» EXTRACTED MATERIAL
[START]

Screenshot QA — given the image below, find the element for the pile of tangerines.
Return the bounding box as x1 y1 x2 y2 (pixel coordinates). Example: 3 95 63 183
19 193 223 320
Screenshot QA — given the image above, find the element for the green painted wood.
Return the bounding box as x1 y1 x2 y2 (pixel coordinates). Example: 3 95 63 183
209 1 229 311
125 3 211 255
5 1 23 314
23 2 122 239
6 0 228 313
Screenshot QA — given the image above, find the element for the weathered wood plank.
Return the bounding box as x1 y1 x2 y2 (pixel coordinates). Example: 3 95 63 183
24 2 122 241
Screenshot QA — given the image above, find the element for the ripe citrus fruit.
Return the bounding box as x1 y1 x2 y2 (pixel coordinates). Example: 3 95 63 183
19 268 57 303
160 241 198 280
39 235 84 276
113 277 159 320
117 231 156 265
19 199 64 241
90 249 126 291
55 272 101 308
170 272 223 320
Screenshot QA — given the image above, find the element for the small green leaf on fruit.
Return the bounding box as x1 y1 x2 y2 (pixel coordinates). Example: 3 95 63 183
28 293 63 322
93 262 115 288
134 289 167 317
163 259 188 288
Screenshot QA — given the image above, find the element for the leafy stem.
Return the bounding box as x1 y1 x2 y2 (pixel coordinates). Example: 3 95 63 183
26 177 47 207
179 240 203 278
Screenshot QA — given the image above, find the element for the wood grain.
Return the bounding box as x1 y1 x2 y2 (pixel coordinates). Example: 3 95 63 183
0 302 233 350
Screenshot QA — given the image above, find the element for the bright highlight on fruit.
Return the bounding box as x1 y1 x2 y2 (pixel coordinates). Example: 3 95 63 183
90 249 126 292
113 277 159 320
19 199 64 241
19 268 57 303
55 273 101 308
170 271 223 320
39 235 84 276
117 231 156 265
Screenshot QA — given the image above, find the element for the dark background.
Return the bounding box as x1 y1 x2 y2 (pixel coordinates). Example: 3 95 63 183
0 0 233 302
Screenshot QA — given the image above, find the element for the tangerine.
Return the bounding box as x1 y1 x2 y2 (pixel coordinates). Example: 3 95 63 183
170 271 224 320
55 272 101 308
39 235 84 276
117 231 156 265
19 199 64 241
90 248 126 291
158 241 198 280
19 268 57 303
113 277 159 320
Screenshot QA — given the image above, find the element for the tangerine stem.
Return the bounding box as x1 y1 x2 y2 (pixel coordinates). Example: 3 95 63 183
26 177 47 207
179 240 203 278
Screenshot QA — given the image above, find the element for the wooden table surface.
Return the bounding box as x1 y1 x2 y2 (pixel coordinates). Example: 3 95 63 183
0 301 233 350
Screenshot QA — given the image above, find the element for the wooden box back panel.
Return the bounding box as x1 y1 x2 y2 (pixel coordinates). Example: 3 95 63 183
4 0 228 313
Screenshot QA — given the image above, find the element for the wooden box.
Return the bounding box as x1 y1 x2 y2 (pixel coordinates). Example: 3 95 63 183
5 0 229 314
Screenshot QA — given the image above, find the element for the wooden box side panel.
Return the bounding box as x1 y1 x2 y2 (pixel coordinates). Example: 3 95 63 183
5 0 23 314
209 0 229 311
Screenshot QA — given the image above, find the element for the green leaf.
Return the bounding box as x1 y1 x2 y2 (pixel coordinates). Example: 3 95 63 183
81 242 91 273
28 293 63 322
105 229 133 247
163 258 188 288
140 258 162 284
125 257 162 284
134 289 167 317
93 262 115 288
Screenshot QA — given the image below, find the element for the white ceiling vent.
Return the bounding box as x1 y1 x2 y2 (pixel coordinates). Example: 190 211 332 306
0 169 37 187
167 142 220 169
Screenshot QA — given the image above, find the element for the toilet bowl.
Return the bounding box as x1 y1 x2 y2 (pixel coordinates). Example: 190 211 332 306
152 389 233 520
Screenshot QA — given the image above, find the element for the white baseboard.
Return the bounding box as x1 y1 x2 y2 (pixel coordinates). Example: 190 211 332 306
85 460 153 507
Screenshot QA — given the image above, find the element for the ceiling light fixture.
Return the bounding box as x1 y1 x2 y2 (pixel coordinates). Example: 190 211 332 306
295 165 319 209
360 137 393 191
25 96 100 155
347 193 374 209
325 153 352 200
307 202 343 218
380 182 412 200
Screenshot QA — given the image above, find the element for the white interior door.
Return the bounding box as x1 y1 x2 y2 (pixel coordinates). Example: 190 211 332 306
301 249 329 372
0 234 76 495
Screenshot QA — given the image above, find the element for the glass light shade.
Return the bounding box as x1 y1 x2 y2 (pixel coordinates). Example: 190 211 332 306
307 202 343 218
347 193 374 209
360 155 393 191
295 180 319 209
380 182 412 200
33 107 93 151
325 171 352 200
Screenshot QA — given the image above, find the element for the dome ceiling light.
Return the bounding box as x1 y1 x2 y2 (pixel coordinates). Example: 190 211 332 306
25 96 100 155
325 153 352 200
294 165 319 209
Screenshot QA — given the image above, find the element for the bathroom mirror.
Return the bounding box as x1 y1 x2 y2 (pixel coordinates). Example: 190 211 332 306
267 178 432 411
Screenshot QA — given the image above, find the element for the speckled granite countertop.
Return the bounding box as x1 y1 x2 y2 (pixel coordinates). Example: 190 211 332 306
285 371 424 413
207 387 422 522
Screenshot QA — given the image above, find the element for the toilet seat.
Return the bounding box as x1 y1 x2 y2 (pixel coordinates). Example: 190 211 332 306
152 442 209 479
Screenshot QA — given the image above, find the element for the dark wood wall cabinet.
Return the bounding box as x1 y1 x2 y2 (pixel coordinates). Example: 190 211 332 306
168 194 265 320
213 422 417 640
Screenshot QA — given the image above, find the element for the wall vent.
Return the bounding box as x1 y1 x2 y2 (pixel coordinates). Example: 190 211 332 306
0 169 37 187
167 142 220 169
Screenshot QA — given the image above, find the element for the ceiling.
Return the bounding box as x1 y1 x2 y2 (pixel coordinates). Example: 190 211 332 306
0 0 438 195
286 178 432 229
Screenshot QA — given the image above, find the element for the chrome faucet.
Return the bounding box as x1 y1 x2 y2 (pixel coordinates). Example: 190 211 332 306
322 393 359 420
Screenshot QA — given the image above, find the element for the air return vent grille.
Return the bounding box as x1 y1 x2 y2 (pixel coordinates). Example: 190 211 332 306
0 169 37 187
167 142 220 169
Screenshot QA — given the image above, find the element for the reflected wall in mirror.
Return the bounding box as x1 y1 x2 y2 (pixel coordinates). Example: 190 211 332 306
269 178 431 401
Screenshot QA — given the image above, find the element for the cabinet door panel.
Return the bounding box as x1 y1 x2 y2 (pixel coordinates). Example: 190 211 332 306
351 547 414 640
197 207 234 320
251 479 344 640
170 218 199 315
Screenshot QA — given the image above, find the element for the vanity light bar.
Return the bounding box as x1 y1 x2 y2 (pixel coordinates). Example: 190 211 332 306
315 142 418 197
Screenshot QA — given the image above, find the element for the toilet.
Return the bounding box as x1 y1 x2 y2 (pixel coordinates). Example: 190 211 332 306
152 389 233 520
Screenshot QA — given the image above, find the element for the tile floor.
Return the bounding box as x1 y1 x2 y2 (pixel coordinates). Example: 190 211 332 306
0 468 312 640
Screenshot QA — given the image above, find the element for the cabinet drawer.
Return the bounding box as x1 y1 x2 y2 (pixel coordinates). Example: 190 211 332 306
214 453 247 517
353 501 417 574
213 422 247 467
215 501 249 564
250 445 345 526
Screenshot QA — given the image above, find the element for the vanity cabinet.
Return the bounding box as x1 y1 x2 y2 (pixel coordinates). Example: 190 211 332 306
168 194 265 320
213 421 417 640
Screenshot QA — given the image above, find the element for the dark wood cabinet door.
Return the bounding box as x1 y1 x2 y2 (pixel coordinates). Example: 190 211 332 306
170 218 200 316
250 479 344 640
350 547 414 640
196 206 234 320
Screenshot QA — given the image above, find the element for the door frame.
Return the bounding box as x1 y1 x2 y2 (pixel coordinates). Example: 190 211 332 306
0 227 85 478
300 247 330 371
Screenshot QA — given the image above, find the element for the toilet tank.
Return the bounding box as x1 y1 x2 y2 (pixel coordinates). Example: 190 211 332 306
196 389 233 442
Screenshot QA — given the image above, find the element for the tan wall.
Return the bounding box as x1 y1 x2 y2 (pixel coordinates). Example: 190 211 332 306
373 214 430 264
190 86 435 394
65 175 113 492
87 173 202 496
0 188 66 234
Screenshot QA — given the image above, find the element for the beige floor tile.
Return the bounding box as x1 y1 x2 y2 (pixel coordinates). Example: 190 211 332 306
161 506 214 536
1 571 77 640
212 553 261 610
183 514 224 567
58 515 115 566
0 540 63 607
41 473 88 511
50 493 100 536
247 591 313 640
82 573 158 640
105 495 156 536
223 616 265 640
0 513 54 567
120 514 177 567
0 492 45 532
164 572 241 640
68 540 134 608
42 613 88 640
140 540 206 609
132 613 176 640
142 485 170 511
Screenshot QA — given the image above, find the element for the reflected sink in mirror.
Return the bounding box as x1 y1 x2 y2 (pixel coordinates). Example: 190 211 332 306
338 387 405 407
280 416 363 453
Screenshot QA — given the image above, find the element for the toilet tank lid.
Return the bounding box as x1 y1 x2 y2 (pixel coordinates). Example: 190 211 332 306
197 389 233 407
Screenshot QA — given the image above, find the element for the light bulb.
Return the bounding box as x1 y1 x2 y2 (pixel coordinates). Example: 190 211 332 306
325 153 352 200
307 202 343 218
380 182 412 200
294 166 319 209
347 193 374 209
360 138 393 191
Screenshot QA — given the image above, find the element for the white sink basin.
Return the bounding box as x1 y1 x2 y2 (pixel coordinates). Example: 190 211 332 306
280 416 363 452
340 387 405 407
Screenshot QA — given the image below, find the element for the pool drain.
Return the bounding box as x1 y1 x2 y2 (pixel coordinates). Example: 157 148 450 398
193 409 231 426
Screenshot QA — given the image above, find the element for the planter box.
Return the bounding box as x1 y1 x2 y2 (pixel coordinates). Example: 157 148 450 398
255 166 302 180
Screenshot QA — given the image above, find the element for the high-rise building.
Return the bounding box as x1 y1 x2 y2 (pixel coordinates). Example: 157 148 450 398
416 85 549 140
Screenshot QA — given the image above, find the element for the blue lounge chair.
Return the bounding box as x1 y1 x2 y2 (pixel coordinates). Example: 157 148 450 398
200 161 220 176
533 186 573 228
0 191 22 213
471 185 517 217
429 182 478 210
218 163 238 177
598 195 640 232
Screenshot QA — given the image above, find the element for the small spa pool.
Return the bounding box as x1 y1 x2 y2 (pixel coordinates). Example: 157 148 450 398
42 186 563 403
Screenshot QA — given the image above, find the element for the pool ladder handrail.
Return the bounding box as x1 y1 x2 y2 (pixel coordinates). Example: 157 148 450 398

[END]

» WRITTEN EXERCISE
Write out the lines from the one containing "highlight on fruit." to the one containing "0 0 233 302", substituting "black background" for "dark background" and leaving everything else unchanged. Give only those lines.

» OUTPUT
Screenshot QA — given the image above, find the element for the bright highlight on fruit.
Return the bounding box as x1 y1 x2 y2 (pixel coordinates). Example: 3 95 63 183
90 249 126 292
113 277 159 320
19 199 64 241
19 268 57 303
55 273 101 308
170 271 223 320
39 235 84 276
117 231 156 265
Screenshot QA — given the image above, find the element for the black background.
Return the bounding box as x1 y1 x2 y2 (pixel coordinates). Example: 3 95 63 183
0 0 233 302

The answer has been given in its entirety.